[Records from a collection]
___

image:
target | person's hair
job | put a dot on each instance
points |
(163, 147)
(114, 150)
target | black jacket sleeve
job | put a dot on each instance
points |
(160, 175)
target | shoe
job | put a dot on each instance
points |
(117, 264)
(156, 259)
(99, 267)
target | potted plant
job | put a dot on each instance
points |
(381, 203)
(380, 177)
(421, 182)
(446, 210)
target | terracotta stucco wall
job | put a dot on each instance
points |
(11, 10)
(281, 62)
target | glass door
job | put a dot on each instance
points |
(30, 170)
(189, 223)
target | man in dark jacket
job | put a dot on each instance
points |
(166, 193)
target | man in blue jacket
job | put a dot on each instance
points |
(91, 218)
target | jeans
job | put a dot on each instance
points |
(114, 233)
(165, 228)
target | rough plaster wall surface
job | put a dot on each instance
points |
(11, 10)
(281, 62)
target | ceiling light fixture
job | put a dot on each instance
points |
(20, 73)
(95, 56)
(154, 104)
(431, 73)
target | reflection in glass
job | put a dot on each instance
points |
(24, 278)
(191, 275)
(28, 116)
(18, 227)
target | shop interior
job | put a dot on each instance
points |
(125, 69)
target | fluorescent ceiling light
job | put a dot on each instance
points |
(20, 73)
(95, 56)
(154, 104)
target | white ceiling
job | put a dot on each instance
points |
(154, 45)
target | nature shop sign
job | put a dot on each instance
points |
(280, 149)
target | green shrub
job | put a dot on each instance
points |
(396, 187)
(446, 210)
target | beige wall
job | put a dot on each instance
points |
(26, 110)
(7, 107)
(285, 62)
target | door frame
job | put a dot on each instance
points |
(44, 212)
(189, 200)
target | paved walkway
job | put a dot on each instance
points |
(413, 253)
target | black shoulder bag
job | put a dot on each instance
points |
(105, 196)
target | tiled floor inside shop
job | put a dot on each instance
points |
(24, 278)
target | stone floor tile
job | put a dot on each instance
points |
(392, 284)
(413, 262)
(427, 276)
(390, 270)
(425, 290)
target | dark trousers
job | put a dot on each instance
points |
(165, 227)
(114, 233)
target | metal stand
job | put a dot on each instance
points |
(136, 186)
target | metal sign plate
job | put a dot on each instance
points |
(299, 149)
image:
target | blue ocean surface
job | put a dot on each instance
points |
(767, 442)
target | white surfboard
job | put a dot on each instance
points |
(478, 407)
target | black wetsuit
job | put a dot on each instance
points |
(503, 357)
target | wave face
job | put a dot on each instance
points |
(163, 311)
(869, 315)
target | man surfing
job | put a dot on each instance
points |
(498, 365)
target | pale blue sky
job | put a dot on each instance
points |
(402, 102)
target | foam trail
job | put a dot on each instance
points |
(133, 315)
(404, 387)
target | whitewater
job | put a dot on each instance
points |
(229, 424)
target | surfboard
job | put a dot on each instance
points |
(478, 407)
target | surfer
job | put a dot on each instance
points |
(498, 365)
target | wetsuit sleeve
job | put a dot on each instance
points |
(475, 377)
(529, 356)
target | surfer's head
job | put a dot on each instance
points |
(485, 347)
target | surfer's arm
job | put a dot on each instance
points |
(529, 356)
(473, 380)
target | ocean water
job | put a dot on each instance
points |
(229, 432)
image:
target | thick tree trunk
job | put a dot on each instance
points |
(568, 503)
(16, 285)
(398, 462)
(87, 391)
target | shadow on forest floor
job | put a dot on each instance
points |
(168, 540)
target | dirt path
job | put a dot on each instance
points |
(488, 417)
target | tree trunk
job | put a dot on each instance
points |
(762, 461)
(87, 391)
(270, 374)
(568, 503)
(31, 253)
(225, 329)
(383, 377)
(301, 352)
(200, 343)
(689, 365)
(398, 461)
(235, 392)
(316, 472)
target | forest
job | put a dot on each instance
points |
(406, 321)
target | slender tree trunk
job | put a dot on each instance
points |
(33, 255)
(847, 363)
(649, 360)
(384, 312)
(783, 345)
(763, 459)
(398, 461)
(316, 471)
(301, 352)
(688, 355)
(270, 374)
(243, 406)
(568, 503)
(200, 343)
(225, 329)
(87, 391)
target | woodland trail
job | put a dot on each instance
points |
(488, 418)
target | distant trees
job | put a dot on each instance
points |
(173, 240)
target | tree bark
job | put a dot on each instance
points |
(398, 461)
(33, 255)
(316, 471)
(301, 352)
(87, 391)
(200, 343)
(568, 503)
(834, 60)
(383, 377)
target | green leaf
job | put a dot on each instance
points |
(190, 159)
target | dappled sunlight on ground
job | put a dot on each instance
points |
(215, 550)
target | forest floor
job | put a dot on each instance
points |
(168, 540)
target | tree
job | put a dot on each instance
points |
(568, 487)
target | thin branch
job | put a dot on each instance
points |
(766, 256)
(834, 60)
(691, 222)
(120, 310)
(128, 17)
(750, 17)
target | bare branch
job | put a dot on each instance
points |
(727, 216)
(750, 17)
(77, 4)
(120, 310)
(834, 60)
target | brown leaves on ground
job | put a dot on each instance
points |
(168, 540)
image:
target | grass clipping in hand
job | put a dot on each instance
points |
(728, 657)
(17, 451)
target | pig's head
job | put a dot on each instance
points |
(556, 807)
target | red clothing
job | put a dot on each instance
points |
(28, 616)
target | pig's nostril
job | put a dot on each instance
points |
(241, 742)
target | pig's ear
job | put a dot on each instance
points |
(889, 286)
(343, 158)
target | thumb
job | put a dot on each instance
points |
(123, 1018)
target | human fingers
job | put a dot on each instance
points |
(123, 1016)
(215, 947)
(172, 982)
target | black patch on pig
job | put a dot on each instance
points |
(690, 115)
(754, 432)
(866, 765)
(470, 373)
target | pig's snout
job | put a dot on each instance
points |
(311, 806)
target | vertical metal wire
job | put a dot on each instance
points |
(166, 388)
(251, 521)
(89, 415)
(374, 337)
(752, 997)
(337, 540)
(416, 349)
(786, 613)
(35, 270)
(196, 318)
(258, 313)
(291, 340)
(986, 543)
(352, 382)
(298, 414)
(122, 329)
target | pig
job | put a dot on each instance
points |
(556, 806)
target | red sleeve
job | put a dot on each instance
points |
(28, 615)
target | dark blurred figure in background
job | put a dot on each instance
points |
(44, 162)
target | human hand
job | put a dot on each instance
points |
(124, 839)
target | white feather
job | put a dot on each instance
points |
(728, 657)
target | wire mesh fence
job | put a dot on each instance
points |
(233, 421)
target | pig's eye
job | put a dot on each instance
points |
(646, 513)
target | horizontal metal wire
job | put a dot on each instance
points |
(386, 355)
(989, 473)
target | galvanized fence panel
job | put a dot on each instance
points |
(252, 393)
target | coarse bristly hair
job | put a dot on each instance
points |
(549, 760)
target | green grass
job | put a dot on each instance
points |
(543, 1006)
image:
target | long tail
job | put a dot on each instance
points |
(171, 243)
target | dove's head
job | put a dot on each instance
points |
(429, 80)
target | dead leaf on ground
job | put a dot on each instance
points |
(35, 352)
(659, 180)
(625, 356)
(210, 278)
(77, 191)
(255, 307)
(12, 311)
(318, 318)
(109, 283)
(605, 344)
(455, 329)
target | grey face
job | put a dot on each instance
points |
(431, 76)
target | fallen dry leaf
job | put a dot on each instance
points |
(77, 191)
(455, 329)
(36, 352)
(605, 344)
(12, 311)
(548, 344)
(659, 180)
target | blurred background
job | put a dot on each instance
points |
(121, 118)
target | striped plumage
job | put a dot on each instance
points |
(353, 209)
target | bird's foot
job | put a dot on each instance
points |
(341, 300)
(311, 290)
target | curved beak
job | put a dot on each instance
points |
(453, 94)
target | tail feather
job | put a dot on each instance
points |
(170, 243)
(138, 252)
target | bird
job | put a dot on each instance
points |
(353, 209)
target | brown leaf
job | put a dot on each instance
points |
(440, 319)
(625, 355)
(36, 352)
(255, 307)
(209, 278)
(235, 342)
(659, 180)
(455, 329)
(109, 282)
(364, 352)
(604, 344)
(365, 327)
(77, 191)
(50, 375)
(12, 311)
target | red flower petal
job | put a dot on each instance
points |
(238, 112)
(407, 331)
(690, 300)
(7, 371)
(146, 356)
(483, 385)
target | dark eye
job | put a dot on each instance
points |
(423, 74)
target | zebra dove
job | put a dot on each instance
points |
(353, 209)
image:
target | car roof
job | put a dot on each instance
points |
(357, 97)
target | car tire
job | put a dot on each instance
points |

___

The word "dove" may appear in lines of the entries. State how many lines hold it, as a number alone.

2